Start of Records for this task

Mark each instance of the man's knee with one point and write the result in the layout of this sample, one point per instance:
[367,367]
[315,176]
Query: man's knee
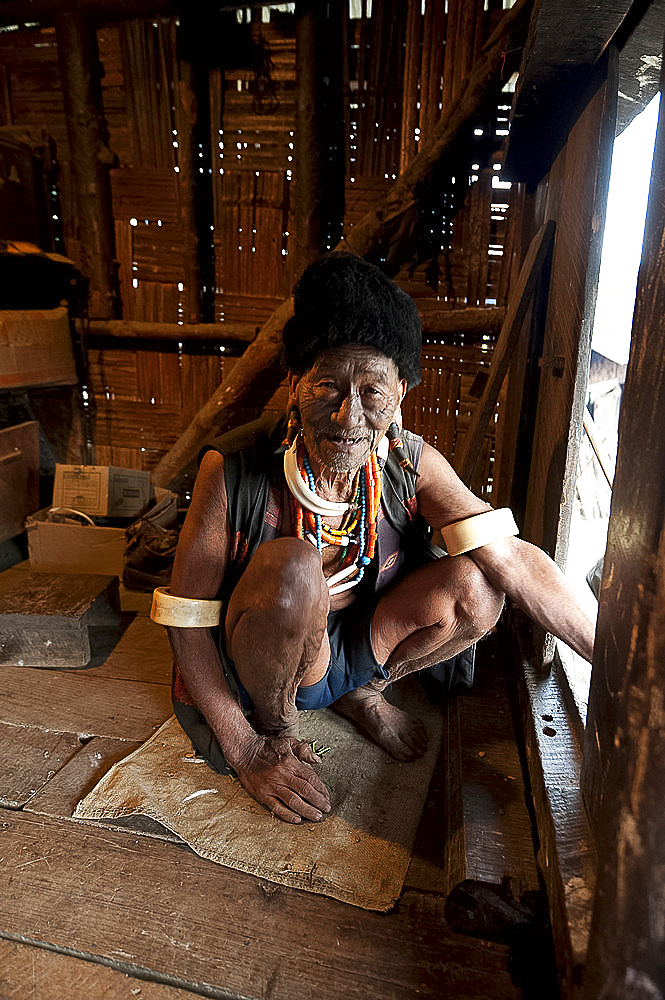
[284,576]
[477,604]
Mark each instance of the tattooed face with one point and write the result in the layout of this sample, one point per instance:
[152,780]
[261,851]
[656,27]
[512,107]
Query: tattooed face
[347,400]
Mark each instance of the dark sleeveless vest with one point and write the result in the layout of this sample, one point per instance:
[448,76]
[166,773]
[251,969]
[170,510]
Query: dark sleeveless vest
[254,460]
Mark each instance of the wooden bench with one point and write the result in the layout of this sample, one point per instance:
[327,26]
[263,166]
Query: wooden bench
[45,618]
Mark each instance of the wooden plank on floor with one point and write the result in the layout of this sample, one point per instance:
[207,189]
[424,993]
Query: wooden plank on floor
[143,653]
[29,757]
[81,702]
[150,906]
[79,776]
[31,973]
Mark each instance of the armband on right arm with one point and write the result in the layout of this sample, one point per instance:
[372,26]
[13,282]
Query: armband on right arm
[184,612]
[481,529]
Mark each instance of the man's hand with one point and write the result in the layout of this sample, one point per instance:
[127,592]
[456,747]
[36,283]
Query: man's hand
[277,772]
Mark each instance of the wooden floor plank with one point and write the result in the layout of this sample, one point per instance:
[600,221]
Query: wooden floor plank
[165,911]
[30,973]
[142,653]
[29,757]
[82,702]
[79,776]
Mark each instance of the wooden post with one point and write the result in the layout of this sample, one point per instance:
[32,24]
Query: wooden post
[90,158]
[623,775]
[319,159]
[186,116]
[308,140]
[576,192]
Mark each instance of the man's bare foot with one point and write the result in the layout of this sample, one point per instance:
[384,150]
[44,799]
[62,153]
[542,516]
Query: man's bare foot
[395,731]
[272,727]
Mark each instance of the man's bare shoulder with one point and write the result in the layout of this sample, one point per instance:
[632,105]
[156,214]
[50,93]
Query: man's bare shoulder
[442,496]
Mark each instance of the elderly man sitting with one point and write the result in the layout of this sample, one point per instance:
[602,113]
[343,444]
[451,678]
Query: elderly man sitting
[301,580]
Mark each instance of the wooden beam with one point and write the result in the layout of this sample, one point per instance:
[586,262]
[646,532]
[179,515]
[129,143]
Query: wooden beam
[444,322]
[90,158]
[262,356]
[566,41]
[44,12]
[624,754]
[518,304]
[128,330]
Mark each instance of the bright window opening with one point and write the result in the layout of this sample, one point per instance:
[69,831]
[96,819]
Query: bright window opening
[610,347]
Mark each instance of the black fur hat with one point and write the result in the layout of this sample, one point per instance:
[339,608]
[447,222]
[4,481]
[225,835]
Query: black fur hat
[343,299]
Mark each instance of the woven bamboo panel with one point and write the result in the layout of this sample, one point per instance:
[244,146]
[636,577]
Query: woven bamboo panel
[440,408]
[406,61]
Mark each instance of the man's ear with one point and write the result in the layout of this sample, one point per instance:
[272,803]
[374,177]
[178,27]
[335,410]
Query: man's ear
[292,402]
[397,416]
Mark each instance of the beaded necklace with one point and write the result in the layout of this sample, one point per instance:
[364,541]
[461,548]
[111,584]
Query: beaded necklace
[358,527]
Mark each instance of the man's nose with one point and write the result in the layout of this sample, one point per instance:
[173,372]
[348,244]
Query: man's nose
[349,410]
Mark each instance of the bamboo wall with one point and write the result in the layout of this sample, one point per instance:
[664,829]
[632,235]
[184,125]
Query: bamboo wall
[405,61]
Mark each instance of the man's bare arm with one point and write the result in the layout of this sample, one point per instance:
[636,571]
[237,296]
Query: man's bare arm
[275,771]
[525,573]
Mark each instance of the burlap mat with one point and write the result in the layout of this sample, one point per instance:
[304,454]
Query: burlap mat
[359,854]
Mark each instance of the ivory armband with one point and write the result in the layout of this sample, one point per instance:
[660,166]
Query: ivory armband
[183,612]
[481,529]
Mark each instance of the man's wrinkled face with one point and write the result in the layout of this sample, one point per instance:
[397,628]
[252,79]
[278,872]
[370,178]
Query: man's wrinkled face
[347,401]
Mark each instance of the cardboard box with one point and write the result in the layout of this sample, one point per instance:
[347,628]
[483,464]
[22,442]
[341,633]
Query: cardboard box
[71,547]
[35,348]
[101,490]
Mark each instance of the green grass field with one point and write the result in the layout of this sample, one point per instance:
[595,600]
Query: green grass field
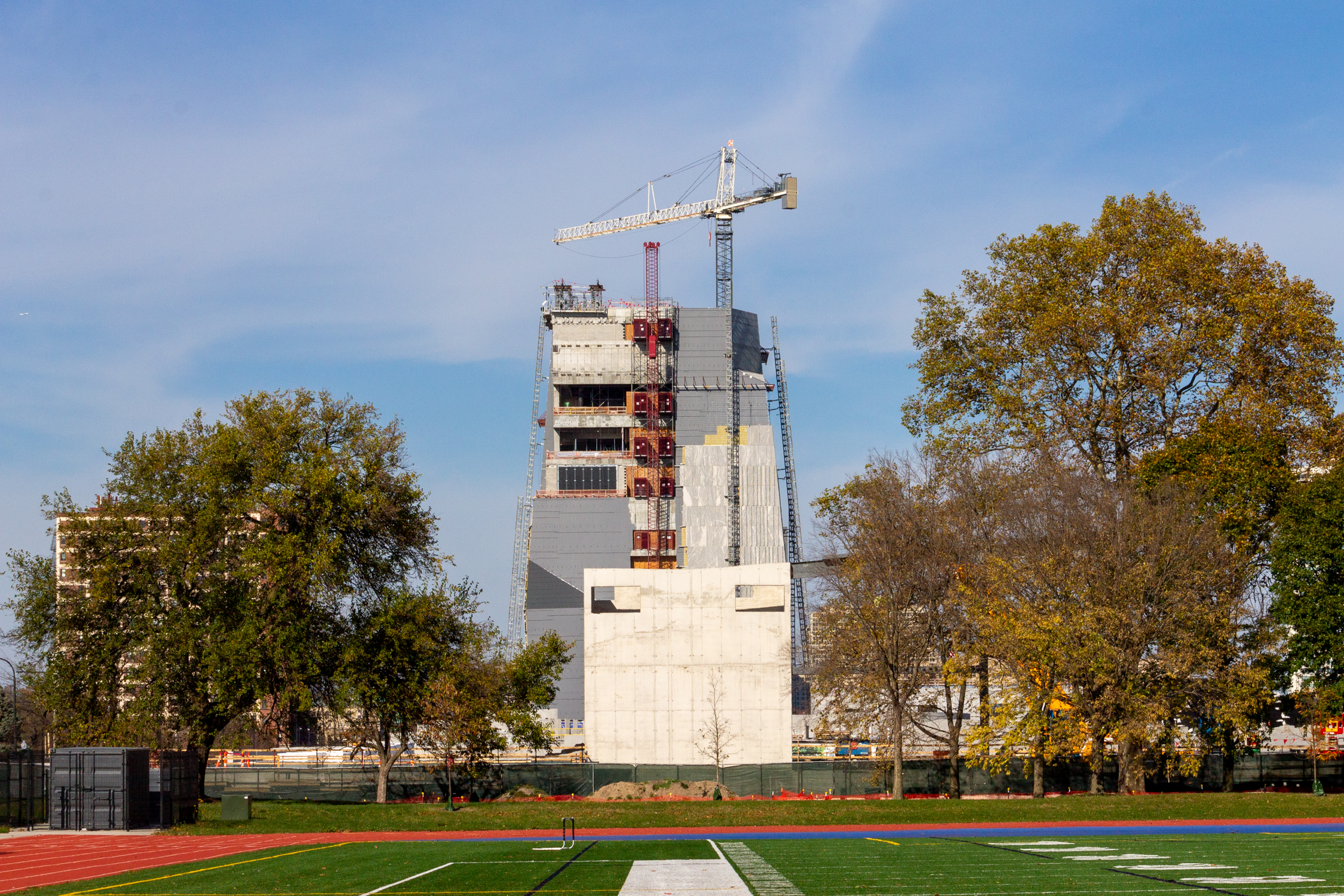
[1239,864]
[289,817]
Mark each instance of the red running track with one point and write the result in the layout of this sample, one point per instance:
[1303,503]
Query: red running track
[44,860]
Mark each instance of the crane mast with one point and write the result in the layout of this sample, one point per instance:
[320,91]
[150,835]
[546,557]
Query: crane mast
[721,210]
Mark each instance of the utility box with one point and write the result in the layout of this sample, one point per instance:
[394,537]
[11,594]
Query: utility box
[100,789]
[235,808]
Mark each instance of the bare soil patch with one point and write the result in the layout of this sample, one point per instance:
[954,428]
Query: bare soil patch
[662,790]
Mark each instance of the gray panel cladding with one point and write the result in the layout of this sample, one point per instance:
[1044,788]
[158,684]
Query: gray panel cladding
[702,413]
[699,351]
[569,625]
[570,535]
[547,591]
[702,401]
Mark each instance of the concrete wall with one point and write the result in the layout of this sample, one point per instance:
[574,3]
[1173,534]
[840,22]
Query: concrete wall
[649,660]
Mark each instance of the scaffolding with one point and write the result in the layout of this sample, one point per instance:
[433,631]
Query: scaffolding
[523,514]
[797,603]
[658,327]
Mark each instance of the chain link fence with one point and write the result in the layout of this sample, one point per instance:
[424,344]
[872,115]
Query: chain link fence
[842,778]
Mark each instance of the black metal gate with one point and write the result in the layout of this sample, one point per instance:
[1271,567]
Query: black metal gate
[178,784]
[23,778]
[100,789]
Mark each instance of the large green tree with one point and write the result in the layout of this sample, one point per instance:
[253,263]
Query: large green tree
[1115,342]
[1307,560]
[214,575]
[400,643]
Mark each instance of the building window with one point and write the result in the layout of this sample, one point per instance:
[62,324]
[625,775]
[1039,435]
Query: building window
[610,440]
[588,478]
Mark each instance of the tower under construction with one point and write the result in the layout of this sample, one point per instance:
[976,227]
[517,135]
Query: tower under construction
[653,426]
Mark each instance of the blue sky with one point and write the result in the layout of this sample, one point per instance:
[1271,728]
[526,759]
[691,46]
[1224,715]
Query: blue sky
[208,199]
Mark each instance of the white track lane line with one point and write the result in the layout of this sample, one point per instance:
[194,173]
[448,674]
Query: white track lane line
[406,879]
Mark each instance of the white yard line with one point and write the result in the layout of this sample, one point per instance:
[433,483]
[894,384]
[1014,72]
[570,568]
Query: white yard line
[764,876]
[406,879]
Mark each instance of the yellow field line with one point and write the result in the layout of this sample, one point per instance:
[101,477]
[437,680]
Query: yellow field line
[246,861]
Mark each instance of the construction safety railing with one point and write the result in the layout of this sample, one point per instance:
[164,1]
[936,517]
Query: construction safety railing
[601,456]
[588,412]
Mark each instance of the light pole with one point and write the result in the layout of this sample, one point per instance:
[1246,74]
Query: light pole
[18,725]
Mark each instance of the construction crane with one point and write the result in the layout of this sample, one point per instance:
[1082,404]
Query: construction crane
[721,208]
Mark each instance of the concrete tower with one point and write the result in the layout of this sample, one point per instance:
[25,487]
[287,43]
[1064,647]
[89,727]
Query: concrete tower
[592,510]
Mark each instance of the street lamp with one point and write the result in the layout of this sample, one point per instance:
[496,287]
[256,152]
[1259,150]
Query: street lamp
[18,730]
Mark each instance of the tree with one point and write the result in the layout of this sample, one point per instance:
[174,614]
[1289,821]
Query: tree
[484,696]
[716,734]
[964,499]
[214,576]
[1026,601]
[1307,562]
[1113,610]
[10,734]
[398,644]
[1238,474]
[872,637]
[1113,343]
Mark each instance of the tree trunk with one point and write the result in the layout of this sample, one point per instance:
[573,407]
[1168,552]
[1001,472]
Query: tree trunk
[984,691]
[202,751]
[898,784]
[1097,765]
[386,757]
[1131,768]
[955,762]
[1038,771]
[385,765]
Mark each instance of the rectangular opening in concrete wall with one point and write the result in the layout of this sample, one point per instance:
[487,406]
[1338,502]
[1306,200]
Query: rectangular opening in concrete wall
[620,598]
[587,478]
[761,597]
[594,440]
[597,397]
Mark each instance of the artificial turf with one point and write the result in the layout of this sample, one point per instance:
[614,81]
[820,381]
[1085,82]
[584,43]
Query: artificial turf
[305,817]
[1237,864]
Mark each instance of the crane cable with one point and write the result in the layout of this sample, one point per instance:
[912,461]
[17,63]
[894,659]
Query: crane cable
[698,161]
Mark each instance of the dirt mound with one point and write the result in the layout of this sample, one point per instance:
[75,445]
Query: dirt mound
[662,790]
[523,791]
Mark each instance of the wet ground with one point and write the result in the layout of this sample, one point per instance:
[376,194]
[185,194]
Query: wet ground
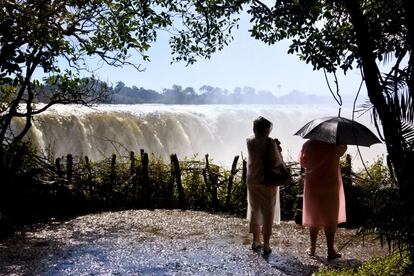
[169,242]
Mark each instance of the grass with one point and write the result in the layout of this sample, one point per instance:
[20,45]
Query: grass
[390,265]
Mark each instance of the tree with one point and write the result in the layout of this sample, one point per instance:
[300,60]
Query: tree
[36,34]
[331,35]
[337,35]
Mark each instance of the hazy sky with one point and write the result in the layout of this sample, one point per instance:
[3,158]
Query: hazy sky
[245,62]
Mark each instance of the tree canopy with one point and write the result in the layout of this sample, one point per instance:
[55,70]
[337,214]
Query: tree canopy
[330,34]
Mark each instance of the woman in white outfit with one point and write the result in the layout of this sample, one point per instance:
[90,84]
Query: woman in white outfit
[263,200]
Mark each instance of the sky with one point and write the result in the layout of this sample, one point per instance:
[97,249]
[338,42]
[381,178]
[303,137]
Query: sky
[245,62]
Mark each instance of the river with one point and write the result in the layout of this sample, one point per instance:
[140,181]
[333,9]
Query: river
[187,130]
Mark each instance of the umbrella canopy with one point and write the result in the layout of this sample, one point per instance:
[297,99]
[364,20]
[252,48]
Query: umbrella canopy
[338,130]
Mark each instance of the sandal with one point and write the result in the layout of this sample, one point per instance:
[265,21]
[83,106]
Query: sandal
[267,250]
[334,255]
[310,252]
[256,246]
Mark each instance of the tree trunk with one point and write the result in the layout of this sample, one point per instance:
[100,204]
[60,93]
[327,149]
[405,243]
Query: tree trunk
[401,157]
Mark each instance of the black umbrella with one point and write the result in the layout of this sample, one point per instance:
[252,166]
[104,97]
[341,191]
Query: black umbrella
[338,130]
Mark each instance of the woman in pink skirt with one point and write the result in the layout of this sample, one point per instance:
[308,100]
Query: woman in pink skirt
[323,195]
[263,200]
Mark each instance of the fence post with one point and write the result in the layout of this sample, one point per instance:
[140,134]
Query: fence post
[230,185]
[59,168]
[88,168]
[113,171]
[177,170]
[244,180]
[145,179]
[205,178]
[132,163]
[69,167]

End of Records for this task

§ **Your objective**
Exactly restate the lines from the beginning of the data through the line with "Mark each instance of the dark", and no others, keeping pictures out.

§ **The completed task**
Mark each instance of the man's knee with one point and write the result in the layout of this sample, one point per instance:
[367,367]
[315,176]
Query: man's knee
[284,576]
[477,604]
Mark each instance of the tattooed face with one point and write the result in the layout of this sample, one point per instance:
[152,780]
[261,851]
[656,27]
[512,107]
Query: tattooed face
[347,400]
Mark each instance of the dark sleeveless vest with one point and write the result in the layout of this sample, one point per instance:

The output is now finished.